◆ Actividades propuestas
1/ En el fragmento sobre Red Hot Chili Peppers, ¿de qué murió Hillel Slovak?
2/ Prosigue el fragmento sobre Red Hot Chili Peppers a partir de su última oración.

◆ Fragmento citado
━━━
Deslumbramiento californiano (I): RHCP

Llevo desde hace un par de lunes escuchando compulsivamente Red Hot Chili Peppers, grupo al que nunca me había arrimado más que lo justo para quedarme con la musiquilla de tres o cuatro canciones suyas, a excepción de Under the Bridge, de la que me sé media letra desde hace tiempo. Me pidió el cuerpo volver a ver un directo genial de Don´t forget me y me vi de pronto, en la madrudaga de ese lunes, totalmente atrapado por el grupo, escuchando canciones una detrás de otra al albur de lo que Youtube me iba sugiriendo. En cuestión de dos horas ya no sólo me gustaban decididamente los Red Hot, sino que me parecían admirables. Téngase en cuenta mi ignorancia casi total sobre la música que se sale del acotado terreno del rock nacional, donde mi gusto musical lleva años acomodado, tirado.

Esa misma noche me lanzo sobre la Wikipedia sediento de información y mi interés por el grupo salta por los aires. Leo ahí que su alma mater fue un joven guitarrista judío llamado Hillel Slovak que fundó el grupo junto con otros amigos de instituto. Leo que a Flea, el tipo que lleva casi cuarenta años dando la nota con sus excentricidades y sus virguerías con el bajo, le enseñó a tocar este instrumento deprisa y corriendo en unos pocos meses. Leo que Slovak murió de sobredosis cuando el grupo contaba únicamente con dos discos. Esto me impacta y por primera vez me hago cargo de la realidad del grupo, y veo la seriedad de su musica, de su estilo y estética, que no es otra seriedad que la de dedicarle tu vida a la música. Y en el caso de los Red Hot, no sólo tu vida, sino la muerte, esa muerte fundacional del joven Slovak, sobre la que sus amigos de la infancia han levantado una de las bandas más importantes del rock en las últimas décadas.
━━━
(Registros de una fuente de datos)
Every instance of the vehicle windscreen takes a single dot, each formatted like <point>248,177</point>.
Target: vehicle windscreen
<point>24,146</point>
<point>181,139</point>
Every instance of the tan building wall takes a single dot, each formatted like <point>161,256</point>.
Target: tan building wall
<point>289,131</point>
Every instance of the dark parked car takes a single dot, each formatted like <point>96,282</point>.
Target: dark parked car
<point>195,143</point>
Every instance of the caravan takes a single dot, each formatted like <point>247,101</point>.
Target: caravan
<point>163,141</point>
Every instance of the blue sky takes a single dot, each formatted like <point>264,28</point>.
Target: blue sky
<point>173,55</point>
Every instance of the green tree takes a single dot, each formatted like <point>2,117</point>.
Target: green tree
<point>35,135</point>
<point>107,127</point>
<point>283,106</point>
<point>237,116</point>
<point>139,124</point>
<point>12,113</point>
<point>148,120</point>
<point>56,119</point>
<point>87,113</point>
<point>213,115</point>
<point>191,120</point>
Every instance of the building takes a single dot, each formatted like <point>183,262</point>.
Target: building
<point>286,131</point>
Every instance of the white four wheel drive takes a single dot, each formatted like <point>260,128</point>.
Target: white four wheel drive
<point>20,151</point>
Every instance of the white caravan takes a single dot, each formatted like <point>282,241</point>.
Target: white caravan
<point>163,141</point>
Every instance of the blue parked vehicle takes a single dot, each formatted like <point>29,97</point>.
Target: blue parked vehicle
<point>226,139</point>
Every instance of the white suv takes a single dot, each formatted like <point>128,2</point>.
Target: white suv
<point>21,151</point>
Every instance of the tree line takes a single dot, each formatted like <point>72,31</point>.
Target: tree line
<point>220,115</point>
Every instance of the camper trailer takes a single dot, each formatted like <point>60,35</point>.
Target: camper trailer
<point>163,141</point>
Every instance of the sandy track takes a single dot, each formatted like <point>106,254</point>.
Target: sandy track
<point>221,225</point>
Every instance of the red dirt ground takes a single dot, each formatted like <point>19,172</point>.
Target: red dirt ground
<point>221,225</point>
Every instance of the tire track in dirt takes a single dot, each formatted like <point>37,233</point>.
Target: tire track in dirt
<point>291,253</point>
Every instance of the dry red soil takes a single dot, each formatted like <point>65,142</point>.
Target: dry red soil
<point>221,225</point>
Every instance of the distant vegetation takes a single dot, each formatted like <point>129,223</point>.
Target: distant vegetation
━━━
◆ Respuestas del ejercicio
1/ De una sobredosis.

2/
Así que a lo largo de la semana me escaqueo de mis deberes para escuchar a los RHCP y aparco el libro que estaba leyendo (que por otro lado se me estaba haciendo bola, Bolaño tenía que ser) para escucharlos también en la cama antes de dormirme. Hasta me instalo Spotify en el móvil. Pero los momentos más subyugantes los vivo con sus vídeos, pues me rindo a ellos en todas sus expresiones. No sólo valoro la creatividad de su música, trangresora en sus inicios, no sólo les reconozco un talento cojonudo para las baladas, no sólo quedo epatado por sus letras, casi indescifrables para mi inglés nivel B2, también sus videoclips me parcen interesantes, y miro con otros ojos sus estravagancias y su estilo visual. Ese rollo de hacer todo medio en pelotas me resulta ahora menos gratuito, pues qué hay más coherente con hacer música transgresora que tocar en bolas con un calcetín en el rabo.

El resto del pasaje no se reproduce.